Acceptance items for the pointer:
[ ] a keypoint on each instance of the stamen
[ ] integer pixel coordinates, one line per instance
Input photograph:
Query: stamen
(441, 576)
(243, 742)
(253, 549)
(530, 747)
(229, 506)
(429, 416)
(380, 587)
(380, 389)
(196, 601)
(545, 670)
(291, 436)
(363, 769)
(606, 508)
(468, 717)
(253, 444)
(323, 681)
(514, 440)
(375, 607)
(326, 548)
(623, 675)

****************************************

• [Work to be completed] Copy every row above word for word, keeping each line unchanged and in the same order.

• [Solution]
Acceptance items for the pointer:
[ ] a keypoint on each instance of the stamen
[ ] integer pixel coordinates, one line per instance
Input photograph:
Query: stamen
(441, 576)
(243, 742)
(253, 549)
(530, 747)
(229, 506)
(429, 416)
(380, 587)
(380, 389)
(196, 601)
(545, 670)
(291, 436)
(363, 769)
(606, 508)
(468, 717)
(253, 444)
(323, 681)
(514, 440)
(375, 607)
(326, 548)
(623, 675)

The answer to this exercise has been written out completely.